Would you write the data out once more, exactly as it is?

::::

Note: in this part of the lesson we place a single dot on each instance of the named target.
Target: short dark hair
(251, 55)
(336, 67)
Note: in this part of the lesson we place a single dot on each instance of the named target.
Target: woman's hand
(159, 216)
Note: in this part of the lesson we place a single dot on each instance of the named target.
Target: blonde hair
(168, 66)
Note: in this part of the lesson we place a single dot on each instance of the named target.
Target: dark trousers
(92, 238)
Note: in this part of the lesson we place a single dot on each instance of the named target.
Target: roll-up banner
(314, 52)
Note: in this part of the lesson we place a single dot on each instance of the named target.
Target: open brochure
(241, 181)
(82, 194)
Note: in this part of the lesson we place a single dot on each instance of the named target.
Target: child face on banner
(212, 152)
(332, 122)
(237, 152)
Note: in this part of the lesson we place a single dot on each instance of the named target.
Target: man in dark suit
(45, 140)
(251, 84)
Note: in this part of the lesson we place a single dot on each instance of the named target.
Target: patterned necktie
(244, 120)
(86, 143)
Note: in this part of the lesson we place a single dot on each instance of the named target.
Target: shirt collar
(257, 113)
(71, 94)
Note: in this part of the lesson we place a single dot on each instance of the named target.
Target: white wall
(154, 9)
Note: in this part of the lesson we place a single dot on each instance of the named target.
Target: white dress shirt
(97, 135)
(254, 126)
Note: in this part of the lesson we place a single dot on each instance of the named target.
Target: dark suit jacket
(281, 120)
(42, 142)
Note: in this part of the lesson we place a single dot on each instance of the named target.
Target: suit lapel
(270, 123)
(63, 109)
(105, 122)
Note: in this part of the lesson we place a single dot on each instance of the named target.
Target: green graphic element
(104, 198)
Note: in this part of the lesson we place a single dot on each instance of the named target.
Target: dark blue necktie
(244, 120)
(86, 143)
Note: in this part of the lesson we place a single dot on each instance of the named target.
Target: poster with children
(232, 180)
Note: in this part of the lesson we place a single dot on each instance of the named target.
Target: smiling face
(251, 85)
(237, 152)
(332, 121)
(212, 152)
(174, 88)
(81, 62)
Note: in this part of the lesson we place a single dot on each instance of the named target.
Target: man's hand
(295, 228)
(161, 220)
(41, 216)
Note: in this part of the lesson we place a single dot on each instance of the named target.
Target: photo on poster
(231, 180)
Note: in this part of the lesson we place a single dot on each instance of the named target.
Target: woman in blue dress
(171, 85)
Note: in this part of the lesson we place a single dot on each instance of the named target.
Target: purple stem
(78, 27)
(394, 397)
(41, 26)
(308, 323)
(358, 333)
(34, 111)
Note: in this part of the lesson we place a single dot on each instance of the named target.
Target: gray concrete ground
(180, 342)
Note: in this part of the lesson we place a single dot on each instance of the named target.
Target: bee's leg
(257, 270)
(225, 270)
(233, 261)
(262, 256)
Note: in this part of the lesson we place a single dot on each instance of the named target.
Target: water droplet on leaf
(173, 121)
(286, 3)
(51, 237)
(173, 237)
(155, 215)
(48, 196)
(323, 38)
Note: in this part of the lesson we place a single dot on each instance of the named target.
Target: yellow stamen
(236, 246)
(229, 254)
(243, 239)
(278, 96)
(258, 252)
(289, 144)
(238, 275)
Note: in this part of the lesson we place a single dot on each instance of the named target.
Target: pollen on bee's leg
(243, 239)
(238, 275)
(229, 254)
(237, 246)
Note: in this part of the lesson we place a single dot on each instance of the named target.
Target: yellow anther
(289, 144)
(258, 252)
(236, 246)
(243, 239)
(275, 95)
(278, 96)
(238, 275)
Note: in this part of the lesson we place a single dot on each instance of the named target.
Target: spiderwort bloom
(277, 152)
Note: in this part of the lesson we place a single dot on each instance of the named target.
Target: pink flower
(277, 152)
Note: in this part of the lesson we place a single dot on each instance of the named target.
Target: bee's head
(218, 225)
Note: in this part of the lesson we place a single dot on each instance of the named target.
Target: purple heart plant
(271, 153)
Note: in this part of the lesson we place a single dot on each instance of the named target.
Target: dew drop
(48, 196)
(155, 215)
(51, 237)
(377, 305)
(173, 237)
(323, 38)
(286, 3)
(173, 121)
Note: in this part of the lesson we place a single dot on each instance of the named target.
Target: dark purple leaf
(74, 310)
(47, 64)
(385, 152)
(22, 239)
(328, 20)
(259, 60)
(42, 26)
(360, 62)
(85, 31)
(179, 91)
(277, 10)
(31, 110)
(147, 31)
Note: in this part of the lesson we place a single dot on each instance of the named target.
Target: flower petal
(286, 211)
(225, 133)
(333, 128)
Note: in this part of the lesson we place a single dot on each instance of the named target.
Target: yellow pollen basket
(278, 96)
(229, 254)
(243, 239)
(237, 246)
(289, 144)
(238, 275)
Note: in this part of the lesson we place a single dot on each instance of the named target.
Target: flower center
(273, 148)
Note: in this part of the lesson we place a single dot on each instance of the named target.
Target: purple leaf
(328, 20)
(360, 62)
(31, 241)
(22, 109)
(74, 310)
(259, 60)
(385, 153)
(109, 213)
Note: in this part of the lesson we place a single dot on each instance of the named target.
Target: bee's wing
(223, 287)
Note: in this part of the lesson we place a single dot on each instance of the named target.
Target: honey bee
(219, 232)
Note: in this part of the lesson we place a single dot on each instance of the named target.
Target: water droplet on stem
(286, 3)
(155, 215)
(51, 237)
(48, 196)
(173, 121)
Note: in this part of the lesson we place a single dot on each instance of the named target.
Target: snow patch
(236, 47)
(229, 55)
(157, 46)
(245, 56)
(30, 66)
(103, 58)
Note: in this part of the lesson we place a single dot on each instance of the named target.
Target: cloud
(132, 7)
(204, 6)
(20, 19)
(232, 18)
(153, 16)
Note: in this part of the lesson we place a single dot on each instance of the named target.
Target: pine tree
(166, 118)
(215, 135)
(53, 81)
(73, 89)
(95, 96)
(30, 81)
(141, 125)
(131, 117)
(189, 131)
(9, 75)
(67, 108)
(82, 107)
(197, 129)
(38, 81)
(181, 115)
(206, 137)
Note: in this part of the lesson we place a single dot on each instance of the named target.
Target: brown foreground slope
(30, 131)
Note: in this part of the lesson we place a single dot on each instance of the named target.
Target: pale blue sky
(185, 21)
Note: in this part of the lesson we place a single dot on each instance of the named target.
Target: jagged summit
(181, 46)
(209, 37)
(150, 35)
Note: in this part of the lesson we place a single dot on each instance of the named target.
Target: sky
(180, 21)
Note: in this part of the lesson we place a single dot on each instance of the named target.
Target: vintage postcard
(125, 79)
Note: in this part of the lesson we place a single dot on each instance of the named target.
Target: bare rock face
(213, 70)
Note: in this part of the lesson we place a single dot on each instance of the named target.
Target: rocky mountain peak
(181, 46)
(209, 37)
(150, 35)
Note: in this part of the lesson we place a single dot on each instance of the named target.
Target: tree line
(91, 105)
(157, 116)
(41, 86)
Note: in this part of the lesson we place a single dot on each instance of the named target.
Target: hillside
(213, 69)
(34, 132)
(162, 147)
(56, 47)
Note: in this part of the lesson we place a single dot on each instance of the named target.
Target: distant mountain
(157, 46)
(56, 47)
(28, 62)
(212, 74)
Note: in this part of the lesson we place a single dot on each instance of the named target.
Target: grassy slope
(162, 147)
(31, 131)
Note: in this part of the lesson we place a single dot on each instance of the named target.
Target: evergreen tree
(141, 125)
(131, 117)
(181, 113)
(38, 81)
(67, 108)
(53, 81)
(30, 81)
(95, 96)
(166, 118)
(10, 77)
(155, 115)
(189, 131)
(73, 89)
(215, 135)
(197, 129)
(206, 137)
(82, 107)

::::

#### Your solution:
Note: in this part of the lesson we place a single dot on each instance of the named target.
Target: short dark hair
(251, 55)
(336, 67)
Note: in this part of the lesson we place a single dot on each instance of the named target.
Target: woman's hand
(159, 216)
Note: in this part of the lesson we place a single dot on each instance of the named target.
Target: blonde hair
(168, 66)
Note: in this part of the lesson we place a single dot on each instance of the named target.
Target: dark trousers
(92, 238)
Note: in this part of the lesson we place a single dot on each instance of the named target.
Target: roll-up banner
(314, 52)
Note: in this part of the lesson we place a single dot on each instance of the named target.
Target: open brochure
(241, 181)
(82, 194)
Note: in this part of the lesson we place a single dot on each instance of the named target.
Target: child face on banner
(212, 152)
(332, 122)
(237, 152)
Note: in this part of the lesson we place a single dot on each instance of the named target.
Target: man in dark suit
(45, 140)
(251, 84)
Note: in this part of the lesson we place a single dot on each instance of the named target.
Target: patterned necktie
(244, 120)
(86, 143)
Note: in this part of the lesson we place a single dot on each instance of the named target.
Target: shirt collar
(257, 113)
(71, 94)
Note: in this part of the lesson we place a single dot on each instance of the named target.
Target: white wall
(154, 9)
Note: in this part of the lesson we place a single dot on each instance of the named target.
Target: white dress shirt
(97, 135)
(254, 126)
Note: in this part of the lesson we place a single dot on each instance of the named target.
Target: dark suit jacket
(281, 120)
(42, 142)
Note: in this part of the lesson we place a single dot on each instance of the named target.
Target: suit lapel
(270, 123)
(63, 109)
(105, 122)
Note: in this part of the lesson we place a single dot on each instance of the named target.
Target: green graphic element
(104, 198)
Note: in this part of the lesson we place a single dot on each instance of the named target.
Target: dark blue necktie
(244, 120)
(86, 143)
Note: in this part of the lesson we place a single dot on each instance of the named target.
Target: poster with children
(232, 180)
Note: in this part of the lesson we place a single dot on each instance of the named target.
Target: smiling face
(251, 85)
(237, 152)
(332, 121)
(212, 152)
(174, 88)
(81, 62)
Note: in this part of the lesson we place a single dot on each instance of the named target.
Target: man's hand
(295, 228)
(161, 220)
(41, 216)
Note: in this part of the lesson we place a single dot on each instance of the named target.
Target: photo on poster
(231, 180)
Note: in this part of the lesson we place a single dot on each instance of the named target.
Target: woman in blue dress
(171, 85)
Note: in this part of the lesson we place a single dot on each instance of the named target.
Target: purple stem
(78, 27)
(394, 397)
(41, 26)
(308, 323)
(358, 333)
(34, 111)
Note: in this part of the lesson we place a single dot on each instance of the named target.
Target: gray concrete ground
(180, 342)
Note: in this part of the lesson we place a single dot on each instance of the named target.
Target: bee's leg
(257, 270)
(225, 270)
(233, 261)
(262, 256)
Note: in this part of the lesson we place a single dot on each instance of the named target.
Target: water droplet on leaf
(173, 121)
(286, 3)
(51, 237)
(173, 237)
(155, 215)
(48, 196)
(323, 38)
Note: in this part of the lesson we place a single dot on each instance of the named target.
Target: yellow stamen
(236, 246)
(229, 254)
(243, 239)
(278, 96)
(258, 252)
(289, 144)
(238, 275)
Note: in this part of the lesson we place a single dot on each instance of the named target.
Target: pollen on bee's leg
(243, 239)
(238, 275)
(229, 254)
(237, 246)
Note: in this part of the lesson we place a single dot on each instance of the named target.
Target: yellow anther
(289, 144)
(258, 252)
(236, 246)
(243, 239)
(275, 95)
(278, 96)
(238, 275)
Note: in this part of the lesson we place a single dot on each instance of the named target.
Target: spiderwort bloom
(277, 152)
Note: in this part of the lesson we place a single dot on each instance of the named target.
Target: pink flower
(277, 152)
Note: in this part of the lesson we place a single dot on each instance of the named target.
Target: bee's head
(218, 225)
Note: in this part of the lesson we place a single dot on each instance of the named target.
Target: purple heart plant
(271, 153)
Note: in this part of the lesson we place a single dot on each instance of the named target.
Target: dew drop
(48, 196)
(155, 215)
(51, 237)
(377, 305)
(173, 237)
(323, 38)
(286, 3)
(173, 121)
Note: in this part of the lesson we place a single dot on each instance of the named target.
Target: dark purple leaf
(74, 310)
(47, 64)
(385, 152)
(22, 239)
(328, 20)
(259, 60)
(42, 26)
(360, 62)
(85, 31)
(179, 91)
(277, 10)
(31, 110)
(147, 31)
Note: in this part of the lesson we place a single dot on each instance of the named target.
Target: flower petal
(286, 211)
(225, 133)
(333, 128)
Note: in this part of the lesson we place a single dot on each instance of the named target.
Target: yellow pollen basket
(278, 96)
(229, 254)
(243, 239)
(237, 246)
(289, 144)
(238, 275)
Note: in this part of the lesson we place a single dot on each instance of the named target.
Target: flower center
(273, 148)
Note: in this part of the lesson we place a single dot on each instance of the named target.
Target: purple leaf
(328, 20)
(360, 62)
(31, 241)
(22, 109)
(74, 310)
(259, 60)
(385, 153)
(109, 213)
Note: in this part of the lesson we place a single dot on each instance of the named target.
Target: bee's wing
(223, 287)
Note: in this part of the lesson we place a single dot on each instance of the named target.
Target: honey bee
(219, 232)
Note: in this part of the lesson we place a single dot on each instance of the named target.
Target: water droplet on stem
(286, 3)
(155, 215)
(51, 237)
(48, 196)
(173, 121)
Note: in this part of the lesson we place a single dot on each instance of the named target.
Target: snow patch
(236, 47)
(229, 55)
(157, 46)
(245, 56)
(30, 66)
(103, 58)
Note: in this part of the lesson we place a single dot on each instance of the named target.
Target: cloud
(132, 7)
(204, 6)
(20, 19)
(232, 18)
(153, 16)
Note: in this part of the lesson we place a single dot on each instance of the named target.
Target: pine tree
(166, 118)
(215, 135)
(53, 81)
(73, 89)
(95, 96)
(30, 81)
(141, 125)
(131, 117)
(189, 131)
(9, 75)
(67, 108)
(82, 107)
(197, 129)
(38, 81)
(181, 115)
(206, 137)
Note: in this part of the lesson we place a single dot on each instance of the named target.
Target: brown foreground slope
(30, 131)
Note: in this part of the lesson we place a single dot on each instance of the named target.
Target: pale blue sky
(185, 21)
Note: in this part of the lesson we place a single dot on each instance of the named target.
Target: jagged summit
(181, 46)
(209, 37)
(150, 35)
Note: in this part of the lesson we place a single dot on each instance of the named target.
Target: sky
(180, 21)
Note: in this part of the lesson we place a single dot on each instance of the named target.
Target: vintage postcard
(125, 79)
Note: in this part of the lesson we place a single dot on each instance of the named target.
Target: bare rock face
(213, 70)
Note: in this part of the lesson we place a single dot on each instance of the named target.
Target: rocky mountain peak
(181, 46)
(209, 37)
(150, 35)
Note: in this part of the lesson we place a single dot on each instance of the named target.
Target: tree line
(91, 105)
(157, 116)
(41, 86)
Note: in this part of the lesson we place a single dot on each instance of the named target.
Target: hillside
(213, 69)
(34, 132)
(162, 147)
(56, 47)
Note: in this part of the lesson we place a single dot on each instance of the named target.
Target: distant mountain
(157, 46)
(56, 47)
(28, 62)
(212, 74)
Note: in this part of the lesson we place a single dot on each instance of the named target.
Target: grassy slope
(162, 147)
(31, 131)
Note: in this part of the lesson we place a single dot on each instance of the named target.
Target: evergreen tree
(141, 125)
(131, 117)
(181, 113)
(38, 81)
(67, 108)
(53, 81)
(30, 81)
(95, 96)
(166, 118)
(10, 77)
(155, 115)
(189, 131)
(73, 89)
(215, 135)
(197, 129)
(206, 137)
(82, 107)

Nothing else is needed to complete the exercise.